_WORK REQUIRED:_
Reproduce the material below, substituting "Locate" for every occurrence of "Detect" and leaving everything else unchanged.

++++ INPUT

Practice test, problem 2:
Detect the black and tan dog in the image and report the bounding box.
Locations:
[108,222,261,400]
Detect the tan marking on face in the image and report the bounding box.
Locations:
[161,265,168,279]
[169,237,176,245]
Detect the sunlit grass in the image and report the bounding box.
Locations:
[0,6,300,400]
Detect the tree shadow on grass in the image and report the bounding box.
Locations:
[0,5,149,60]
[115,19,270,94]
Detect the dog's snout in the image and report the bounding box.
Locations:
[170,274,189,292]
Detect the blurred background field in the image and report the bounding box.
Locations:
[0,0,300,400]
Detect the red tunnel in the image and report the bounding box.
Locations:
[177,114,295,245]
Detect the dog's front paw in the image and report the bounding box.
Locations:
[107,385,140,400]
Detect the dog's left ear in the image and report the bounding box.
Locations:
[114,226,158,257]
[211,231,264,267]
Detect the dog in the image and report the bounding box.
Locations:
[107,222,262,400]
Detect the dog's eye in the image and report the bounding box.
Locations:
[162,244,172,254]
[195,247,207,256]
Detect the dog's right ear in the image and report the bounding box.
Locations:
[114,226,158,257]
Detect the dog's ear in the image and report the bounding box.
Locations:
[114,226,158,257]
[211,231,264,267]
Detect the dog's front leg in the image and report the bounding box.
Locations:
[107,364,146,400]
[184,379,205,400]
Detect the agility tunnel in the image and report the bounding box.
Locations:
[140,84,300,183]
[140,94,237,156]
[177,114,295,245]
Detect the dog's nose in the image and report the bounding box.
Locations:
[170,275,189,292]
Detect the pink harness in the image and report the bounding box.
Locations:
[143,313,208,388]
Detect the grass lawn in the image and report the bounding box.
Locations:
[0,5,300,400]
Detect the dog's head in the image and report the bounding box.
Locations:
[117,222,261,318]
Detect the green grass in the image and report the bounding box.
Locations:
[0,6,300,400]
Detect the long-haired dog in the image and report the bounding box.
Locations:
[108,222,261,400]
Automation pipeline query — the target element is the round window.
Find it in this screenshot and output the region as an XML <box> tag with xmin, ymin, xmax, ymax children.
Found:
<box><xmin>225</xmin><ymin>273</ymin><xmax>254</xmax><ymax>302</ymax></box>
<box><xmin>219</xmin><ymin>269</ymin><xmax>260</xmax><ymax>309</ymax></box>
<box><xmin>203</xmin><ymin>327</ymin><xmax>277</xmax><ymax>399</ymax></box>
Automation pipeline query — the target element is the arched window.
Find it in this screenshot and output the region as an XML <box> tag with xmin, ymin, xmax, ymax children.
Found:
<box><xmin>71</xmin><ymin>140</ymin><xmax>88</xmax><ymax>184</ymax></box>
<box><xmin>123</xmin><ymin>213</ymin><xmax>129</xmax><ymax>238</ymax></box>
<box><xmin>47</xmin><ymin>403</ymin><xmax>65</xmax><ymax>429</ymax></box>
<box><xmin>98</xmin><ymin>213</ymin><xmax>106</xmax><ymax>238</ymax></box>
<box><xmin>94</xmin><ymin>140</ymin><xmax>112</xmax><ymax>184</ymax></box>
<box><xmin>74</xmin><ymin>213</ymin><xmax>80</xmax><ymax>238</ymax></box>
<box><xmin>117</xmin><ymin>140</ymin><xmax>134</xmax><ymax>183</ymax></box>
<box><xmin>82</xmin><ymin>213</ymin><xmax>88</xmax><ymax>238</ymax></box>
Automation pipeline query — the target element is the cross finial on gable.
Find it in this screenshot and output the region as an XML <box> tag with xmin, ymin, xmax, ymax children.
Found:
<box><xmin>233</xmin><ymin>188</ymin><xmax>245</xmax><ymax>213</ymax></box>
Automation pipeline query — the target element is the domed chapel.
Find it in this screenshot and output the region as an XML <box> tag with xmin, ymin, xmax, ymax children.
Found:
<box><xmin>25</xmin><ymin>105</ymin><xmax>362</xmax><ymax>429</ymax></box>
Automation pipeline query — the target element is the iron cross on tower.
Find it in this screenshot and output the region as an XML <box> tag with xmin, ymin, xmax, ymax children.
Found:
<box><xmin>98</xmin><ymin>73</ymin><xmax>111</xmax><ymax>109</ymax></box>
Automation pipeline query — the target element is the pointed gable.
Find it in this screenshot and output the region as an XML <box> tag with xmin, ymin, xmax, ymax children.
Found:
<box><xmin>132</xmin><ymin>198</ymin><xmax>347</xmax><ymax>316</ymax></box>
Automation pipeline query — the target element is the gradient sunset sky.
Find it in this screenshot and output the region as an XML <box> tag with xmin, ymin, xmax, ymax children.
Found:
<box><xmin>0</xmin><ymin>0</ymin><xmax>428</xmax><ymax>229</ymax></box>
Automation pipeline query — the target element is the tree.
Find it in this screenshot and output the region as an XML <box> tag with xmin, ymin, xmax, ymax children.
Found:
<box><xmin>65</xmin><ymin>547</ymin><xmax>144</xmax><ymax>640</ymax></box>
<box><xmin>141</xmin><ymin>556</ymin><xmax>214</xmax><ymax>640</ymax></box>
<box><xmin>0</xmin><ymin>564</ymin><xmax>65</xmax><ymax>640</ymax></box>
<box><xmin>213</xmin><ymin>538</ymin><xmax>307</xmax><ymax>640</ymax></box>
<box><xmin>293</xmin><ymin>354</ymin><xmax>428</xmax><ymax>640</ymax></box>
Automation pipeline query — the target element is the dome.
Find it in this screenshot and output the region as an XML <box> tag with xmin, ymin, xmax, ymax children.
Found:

++++++++

_SOLUTION TO THIS PROBLEM:_
Practice test, problem 2:
Locate the black and tan dog in the image and report the bounding box.
Locations:
[108,222,261,400]
Locate the tan marking on face in the image and report the bounding box.
Locations:
[161,265,168,279]
[169,237,176,245]
Locate the sunlit grass in the image and report the bounding box.
Locations:
[0,6,300,400]
Locate the tree shadow on grass in the image and report the bounding box.
Locations:
[0,5,149,60]
[115,19,270,94]
Locate the dog's snout in the image and report the bounding box.
Locations:
[170,274,189,292]
Locate the blurred background field in the image and report the bounding box.
Locations:
[0,0,300,400]
Locate the red tunnel in the image and report the bounding box.
Locations:
[177,114,295,245]
Locate the dog's front paw in the image and report the bounding box.
Locations:
[107,385,140,400]
Locate the dog's left ear in the image and report the bounding box.
Locations:
[114,226,158,257]
[211,231,264,267]
Locate the dog in the image and report the bounding box.
Locations:
[107,222,262,400]
Locate the dog's eye in the image and report the bounding box.
Locations:
[162,244,172,254]
[195,247,207,256]
Locate the dog's right ear in the image and report the bounding box.
Locations:
[114,226,158,257]
Locate the dog's ear in the image and report the bounding box.
Locations:
[114,226,158,257]
[211,231,264,267]
Locate the dog's front leg in the image and report the bounding box.
Locations:
[107,364,146,400]
[184,379,205,400]
Locate the agility tunnel in the image and report the bounding box.
Locations:
[140,84,300,183]
[140,94,237,156]
[177,114,295,245]
Locate the dog's nose in the image and report the bounding box.
Locations:
[170,275,189,292]
Locate the pink harness in the image and report the bounding box.
Locations:
[143,313,208,388]
Locate the grass lawn in the image and report the bounding box.
Locations:
[0,5,300,400]
Locate the dog's head in the image and report the bounding box.
Locations:
[117,222,261,318]
Locate the green grass in the image and report the bounding box.
Locations:
[0,6,300,400]
Locate the long-haired dog in the image and report the bounding box.
Locations:
[108,222,261,400]
Automation pipeline query — the target element is the round window.
Find it in this screenshot and output the region as an XML <box> tag with xmin, ymin, xmax, ymax children.
Found:
<box><xmin>225</xmin><ymin>273</ymin><xmax>254</xmax><ymax>302</ymax></box>
<box><xmin>219</xmin><ymin>269</ymin><xmax>260</xmax><ymax>309</ymax></box>
<box><xmin>203</xmin><ymin>327</ymin><xmax>277</xmax><ymax>399</ymax></box>
Automation pipeline query — the target element is the arched window.
Find it in this screenshot and output the region as an XML <box> tag with xmin, ymin, xmax, ymax children.
Found:
<box><xmin>71</xmin><ymin>140</ymin><xmax>88</xmax><ymax>184</ymax></box>
<box><xmin>123</xmin><ymin>213</ymin><xmax>129</xmax><ymax>238</ymax></box>
<box><xmin>47</xmin><ymin>403</ymin><xmax>65</xmax><ymax>429</ymax></box>
<box><xmin>98</xmin><ymin>213</ymin><xmax>106</xmax><ymax>238</ymax></box>
<box><xmin>94</xmin><ymin>140</ymin><xmax>112</xmax><ymax>184</ymax></box>
<box><xmin>74</xmin><ymin>213</ymin><xmax>80</xmax><ymax>238</ymax></box>
<box><xmin>117</xmin><ymin>140</ymin><xmax>134</xmax><ymax>183</ymax></box>
<box><xmin>82</xmin><ymin>213</ymin><xmax>88</xmax><ymax>238</ymax></box>
Automation pipeline query — the target element is the cross finial on gable.
Find it in this screenshot and output the region as an XML <box> tag with xmin, ymin, xmax, ymax children.
Found:
<box><xmin>233</xmin><ymin>188</ymin><xmax>245</xmax><ymax>213</ymax></box>
Automation pipeline query — the target element is the domed chapel.
Find it in this screenshot and output the region as an XML <box> tag with xmin, ymin, xmax, ymax children.
Found:
<box><xmin>25</xmin><ymin>105</ymin><xmax>362</xmax><ymax>429</ymax></box>
Automation pipeline query — the target element is the iron cross on tower.
Find it in this screenshot and output the region as an XML <box> tag with xmin, ymin, xmax, ymax children.
Found:
<box><xmin>98</xmin><ymin>73</ymin><xmax>111</xmax><ymax>109</ymax></box>
Automation pipeline query — the target element is the pointed gable.
Find it in this screenshot and output the region as an XML <box> tag with xmin, ymin, xmax, ymax children.
Found:
<box><xmin>132</xmin><ymin>198</ymin><xmax>347</xmax><ymax>316</ymax></box>
Automation pipeline query — the target element is the gradient sunset sky.
Find it in this screenshot and output the region as an XML <box> tag with xmin, ymin, xmax, ymax children.
Found:
<box><xmin>0</xmin><ymin>0</ymin><xmax>428</xmax><ymax>229</ymax></box>
Automation pipeline query — the target element is the tree.
Find it in this screenshot and output the region as an XML <box> tag with xmin, ymin, xmax, ymax children.
Found:
<box><xmin>65</xmin><ymin>547</ymin><xmax>144</xmax><ymax>640</ymax></box>
<box><xmin>141</xmin><ymin>556</ymin><xmax>214</xmax><ymax>640</ymax></box>
<box><xmin>0</xmin><ymin>564</ymin><xmax>65</xmax><ymax>640</ymax></box>
<box><xmin>213</xmin><ymin>538</ymin><xmax>307</xmax><ymax>640</ymax></box>
<box><xmin>293</xmin><ymin>354</ymin><xmax>428</xmax><ymax>640</ymax></box>
Automation pipeline query — the target element is the dome.
Find it in this screenshot and output the region as an XML <box> tag with xmin, ymin, xmax, ymax children.
Found:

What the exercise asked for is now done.